_Texto de leitura:_
::::

Dei conhecimento disso ao meu ex-professor de PORTUGUÊS, LATIM E HISTÓRIA DA LITERATURA PORTUGUESA, em Lourenço Marques, EXTERNATO MARQUES AGOSTINHO, (na altura Professor na Escola Secundária de Oeiras) e ele me incentivou a fazer uma recolha, pois era matéria que não figurava nos livros, mas não era pior, nem melhor, era somente “diferente”.

E acrescentou que, tendo sido eu colocado numa ESCOLA PERIFÉRICA, era um “privilegiado”, pois estava em condições de  “recolher” matéria linguístico-literária que permaneceu viva em Portugal, diferentemente do que sucedeu nos países industrializados, ditos “evoluídos”, que tudo apagaram nas bruscas mudanças trazidas com a Revolução Industrial. Nós, que não entrámos nesse comboio de alta velocidade, qual campo arqueológico das mentalidades e procedimentos, preservámos, graças a isso,  muito desse nosso passado “literário” agro-pastoril, mais “dito e ouvido”, do que “escrito e lido”. Seria até um bom trabalho académico se tal recolha fizesse.

Com este esclarecimento e INCENTIVO, não hesitei um momento. Pus pés a caminho, gravador a tiracolo, pilhas e cassetes dentro. Claro que esta minha atitude pedagógica tinha por muleta a expressão daquele MESTRE-ESCOLAR que me tinha ensinado, em livro editado, cito de memória: “para que o saber do professor chegue ao conhecimento do aluno, é preciso primeiro que o saber do aluno chegue ao conhecimento do professor”.

::::

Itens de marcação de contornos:
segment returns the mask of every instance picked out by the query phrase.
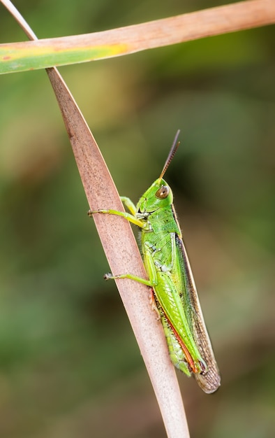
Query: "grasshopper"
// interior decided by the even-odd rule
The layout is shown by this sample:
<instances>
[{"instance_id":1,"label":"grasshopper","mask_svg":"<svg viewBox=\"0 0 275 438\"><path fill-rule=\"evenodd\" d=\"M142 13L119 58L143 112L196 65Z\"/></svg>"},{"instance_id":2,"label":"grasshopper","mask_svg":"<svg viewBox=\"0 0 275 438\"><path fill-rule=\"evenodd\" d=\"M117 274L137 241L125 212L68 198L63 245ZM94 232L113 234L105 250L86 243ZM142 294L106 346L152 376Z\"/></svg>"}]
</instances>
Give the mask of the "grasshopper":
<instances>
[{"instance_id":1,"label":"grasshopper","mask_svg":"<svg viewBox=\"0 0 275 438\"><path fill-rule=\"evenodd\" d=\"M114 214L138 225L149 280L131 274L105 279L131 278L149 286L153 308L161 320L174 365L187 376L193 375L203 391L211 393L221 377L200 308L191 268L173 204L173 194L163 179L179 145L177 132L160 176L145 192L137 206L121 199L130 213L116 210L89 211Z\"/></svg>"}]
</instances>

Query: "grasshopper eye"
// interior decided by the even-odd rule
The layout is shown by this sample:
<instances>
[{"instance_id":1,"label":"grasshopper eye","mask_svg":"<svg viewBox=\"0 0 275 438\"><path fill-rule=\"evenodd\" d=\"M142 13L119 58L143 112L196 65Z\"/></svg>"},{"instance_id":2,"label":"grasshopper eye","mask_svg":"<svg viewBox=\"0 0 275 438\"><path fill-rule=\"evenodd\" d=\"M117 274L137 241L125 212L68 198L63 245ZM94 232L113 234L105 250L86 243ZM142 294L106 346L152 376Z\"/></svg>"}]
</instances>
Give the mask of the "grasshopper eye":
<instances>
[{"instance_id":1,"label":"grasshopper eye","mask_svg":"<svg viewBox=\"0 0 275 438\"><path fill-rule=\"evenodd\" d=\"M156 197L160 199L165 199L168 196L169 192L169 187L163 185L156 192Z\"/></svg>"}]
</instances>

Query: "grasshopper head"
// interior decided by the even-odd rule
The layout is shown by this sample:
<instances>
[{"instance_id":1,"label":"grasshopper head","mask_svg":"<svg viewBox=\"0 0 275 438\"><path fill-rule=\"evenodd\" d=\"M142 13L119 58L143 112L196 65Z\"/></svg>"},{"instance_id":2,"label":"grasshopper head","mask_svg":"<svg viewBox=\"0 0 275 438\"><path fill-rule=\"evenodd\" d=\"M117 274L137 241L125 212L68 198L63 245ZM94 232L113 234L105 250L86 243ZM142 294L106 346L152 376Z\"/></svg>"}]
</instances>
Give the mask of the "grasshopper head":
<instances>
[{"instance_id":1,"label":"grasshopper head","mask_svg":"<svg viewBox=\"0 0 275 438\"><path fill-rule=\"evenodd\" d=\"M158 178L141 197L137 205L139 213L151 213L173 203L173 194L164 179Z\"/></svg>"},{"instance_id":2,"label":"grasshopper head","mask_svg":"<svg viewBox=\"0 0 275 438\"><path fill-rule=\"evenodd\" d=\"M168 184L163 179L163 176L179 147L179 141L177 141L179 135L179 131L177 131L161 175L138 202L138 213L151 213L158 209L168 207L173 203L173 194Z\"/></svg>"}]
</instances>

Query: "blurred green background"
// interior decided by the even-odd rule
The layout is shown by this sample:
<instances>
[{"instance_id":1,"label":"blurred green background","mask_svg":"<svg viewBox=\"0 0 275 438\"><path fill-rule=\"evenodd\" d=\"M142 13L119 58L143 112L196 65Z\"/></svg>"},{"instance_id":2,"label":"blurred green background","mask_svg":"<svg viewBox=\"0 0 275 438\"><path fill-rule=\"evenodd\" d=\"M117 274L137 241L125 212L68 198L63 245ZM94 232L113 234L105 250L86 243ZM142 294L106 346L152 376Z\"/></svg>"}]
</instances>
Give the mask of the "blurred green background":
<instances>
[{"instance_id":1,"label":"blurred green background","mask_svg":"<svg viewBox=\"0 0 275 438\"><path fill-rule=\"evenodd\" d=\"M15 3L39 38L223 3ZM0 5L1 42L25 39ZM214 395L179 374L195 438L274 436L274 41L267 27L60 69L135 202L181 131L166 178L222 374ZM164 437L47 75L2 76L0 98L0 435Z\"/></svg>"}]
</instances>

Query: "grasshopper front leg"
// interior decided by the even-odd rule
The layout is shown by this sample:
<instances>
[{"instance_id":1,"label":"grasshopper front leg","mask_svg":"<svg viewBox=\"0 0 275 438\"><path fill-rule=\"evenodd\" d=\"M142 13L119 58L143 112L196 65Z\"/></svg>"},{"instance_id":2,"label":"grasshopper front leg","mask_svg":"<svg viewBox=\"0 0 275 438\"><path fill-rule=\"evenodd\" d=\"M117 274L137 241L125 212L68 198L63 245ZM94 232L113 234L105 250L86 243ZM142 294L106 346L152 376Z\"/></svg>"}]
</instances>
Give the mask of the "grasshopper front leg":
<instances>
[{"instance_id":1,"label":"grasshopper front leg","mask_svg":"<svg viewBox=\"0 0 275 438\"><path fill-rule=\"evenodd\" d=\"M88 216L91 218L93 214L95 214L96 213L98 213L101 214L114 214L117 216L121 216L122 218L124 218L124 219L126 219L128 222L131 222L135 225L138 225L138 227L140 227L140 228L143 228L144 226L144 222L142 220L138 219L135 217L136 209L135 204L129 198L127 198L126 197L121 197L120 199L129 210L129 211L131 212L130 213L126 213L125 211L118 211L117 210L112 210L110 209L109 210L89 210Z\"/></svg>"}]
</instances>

::::

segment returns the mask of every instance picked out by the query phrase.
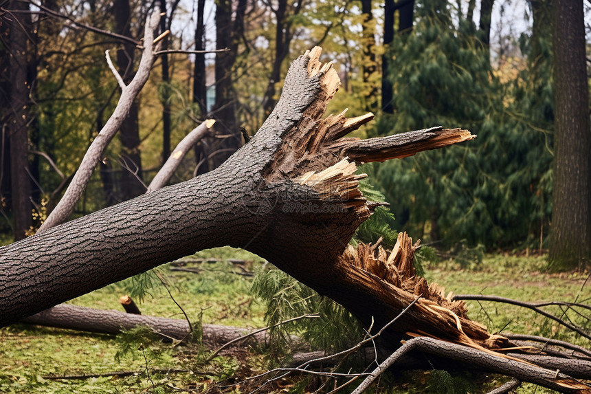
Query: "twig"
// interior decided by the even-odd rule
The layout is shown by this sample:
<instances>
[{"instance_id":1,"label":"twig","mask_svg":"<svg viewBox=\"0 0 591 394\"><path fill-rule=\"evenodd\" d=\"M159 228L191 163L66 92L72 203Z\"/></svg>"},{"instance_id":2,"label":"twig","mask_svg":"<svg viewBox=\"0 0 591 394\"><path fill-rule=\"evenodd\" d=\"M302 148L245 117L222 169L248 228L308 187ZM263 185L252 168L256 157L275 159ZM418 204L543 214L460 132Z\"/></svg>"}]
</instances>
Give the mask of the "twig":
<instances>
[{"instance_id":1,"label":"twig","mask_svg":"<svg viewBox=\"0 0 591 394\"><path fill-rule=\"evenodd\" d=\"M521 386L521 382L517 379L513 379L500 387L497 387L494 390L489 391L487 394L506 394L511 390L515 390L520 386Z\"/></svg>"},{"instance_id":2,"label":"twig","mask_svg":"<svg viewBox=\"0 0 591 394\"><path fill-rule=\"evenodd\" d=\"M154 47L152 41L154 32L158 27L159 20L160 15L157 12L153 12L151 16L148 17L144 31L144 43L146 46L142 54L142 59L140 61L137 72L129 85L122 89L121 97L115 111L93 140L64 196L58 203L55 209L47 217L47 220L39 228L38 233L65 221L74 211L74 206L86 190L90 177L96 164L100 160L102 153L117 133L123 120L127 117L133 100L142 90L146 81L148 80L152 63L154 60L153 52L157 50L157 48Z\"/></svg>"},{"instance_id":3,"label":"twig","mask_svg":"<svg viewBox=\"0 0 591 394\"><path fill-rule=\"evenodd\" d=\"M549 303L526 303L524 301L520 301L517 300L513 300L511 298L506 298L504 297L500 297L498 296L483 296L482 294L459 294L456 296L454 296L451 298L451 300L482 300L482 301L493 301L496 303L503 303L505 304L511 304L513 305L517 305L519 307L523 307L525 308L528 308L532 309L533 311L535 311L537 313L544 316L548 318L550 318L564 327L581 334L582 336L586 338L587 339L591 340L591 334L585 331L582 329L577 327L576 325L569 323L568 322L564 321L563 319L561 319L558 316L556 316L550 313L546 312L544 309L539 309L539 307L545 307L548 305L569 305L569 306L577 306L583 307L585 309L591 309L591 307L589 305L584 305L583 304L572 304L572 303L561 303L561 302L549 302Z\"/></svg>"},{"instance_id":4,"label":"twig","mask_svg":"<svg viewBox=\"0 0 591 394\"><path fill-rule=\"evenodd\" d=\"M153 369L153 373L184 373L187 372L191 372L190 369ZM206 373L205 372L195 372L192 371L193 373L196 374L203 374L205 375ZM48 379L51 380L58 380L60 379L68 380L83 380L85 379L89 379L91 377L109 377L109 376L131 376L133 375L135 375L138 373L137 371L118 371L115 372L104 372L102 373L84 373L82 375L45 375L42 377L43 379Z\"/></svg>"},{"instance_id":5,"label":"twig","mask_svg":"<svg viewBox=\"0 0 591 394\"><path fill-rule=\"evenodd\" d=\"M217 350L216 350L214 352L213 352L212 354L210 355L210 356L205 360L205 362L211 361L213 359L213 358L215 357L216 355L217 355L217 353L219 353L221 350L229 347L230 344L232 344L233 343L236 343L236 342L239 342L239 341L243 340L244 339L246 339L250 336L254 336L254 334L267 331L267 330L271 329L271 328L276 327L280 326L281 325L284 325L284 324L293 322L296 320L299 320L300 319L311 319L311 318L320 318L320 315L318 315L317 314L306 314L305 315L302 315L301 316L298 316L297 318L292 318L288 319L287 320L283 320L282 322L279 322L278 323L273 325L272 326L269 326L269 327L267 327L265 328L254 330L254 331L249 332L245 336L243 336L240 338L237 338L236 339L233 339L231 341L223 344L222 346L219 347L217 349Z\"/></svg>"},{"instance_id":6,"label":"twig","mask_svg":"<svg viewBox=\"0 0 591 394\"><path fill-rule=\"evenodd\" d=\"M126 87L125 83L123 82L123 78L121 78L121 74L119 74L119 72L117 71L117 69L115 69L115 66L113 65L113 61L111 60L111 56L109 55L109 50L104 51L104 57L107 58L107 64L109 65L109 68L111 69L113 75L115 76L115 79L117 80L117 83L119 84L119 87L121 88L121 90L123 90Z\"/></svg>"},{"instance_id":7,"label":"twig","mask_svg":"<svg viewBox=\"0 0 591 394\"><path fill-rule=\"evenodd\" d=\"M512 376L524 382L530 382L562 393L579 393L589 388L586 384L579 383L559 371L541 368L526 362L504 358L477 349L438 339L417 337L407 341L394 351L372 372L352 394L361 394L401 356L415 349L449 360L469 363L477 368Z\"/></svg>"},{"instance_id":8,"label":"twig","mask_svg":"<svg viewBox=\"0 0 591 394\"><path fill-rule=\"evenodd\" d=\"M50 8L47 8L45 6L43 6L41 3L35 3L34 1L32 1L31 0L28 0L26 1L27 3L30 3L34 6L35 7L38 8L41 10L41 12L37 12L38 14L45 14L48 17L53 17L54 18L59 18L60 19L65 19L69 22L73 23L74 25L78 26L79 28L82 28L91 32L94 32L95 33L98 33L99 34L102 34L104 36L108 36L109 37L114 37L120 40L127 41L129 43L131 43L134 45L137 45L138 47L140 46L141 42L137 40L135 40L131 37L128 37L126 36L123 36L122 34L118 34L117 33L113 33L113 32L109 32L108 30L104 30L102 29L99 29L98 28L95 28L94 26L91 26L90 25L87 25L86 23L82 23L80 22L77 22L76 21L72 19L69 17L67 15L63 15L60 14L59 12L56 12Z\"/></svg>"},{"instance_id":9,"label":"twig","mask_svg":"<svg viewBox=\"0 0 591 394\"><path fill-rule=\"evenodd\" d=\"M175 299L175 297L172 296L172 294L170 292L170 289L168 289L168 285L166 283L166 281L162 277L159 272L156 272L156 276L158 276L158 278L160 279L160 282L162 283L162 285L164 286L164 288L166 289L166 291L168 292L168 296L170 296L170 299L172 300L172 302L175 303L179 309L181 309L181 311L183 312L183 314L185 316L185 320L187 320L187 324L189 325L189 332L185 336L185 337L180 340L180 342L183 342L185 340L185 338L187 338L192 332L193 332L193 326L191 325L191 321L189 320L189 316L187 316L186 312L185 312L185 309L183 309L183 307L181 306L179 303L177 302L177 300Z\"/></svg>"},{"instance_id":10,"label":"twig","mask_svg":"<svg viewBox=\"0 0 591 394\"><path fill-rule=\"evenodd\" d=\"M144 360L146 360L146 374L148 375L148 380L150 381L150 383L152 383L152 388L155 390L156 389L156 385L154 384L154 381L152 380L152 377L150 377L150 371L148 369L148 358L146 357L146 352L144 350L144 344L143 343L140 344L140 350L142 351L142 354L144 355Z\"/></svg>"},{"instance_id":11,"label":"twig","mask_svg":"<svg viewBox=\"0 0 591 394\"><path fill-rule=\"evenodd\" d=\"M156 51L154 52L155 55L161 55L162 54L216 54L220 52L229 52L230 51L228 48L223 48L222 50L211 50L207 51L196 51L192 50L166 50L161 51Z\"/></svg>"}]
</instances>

::::

_Instrução 1:_ Segundo o texto de leitura, em que escola lecionava, na altura, o antigo professor de Português, Latim e História da Literatura Portuguesa?
_Instrução 2:_ Continue o texto de leitura a partir da última frase apresentada.
Os itens são material à parte, independente do texto de leitura.

_Resposta 1:_ Na Escola Secundária de Oeiras.

_Resposta 2:_
Vinha mesmo a calhar. Essas composições poéticas, bem como as lengalengas, os aforismos populares, as adivinhas, travalínguas e tudo o mais que circulasse livremente longe dos tipos de Gutenberg, dir-me-iam muito da comunidade educativa envolvente e facilitar-me-iam a tarefa docente nas duas disciplinas que lecionava: PORTUGUÊS E HISTÓRIA. Eu tinha acabado de chegar de Moçambique e, apesar de estar casado com uma colega alentejana (natural de Castro Verde, Mafalda de Brito Matos Lança Carvalho), ignorava, por completo, o meio sócio, económico e cultural, onde fui colocado, na sequência da DESCOLONIZAÇÃO. Não me enganei.

ESPIGA-CAPAFeita a recolha em gravador - BASF - envolvi, de seguida,  os meus alunos na tarefa e, durante o meu estágio, na Escola Preparatória MÁRIO BEIRÃO, em Beja, prossegui na mesma senda e editámos, ali,  uma REVISTA ESCOLAR policopiada com o título “A ESPIGA” e, subtítulo “CULTURA POPULAR ALENTEJANA”. 

Claro está que, por sugestão minha, cada turma, através do respetivo delegado/delegada, incluiria nela um texto de apreciação crítica sobre o trabalho realizado por eles, junto dos seus parentes, amigos, poetas, agricultores, camponeses e outros ofícios.

Sem pretensão académica, desenvolvi algum estudo teórico sobre estas composições poéticas e publiquei o resultado desse meu trabalho, na imprensa local/regional, nomeadamente no “DIÁRIO DO ALENTEJO” e no Boletim “CASTRA CASTRORUM” fundado, em Castro Verde,  por José Guerreiro, cuja iniciativa nunca é demais lembrar.

SEGUNDA PARTE

“As décimas populares, também chamadas quadras, quadras de quarenta e quatro pontos, obras e contos versados, são composições poéticas formadas por um “mote” de quatro versos, seguido de quatro DÉCIMAS rematadas, cada uma de per si, sequenciadamente, com os versos que constituem a quadra MOTE.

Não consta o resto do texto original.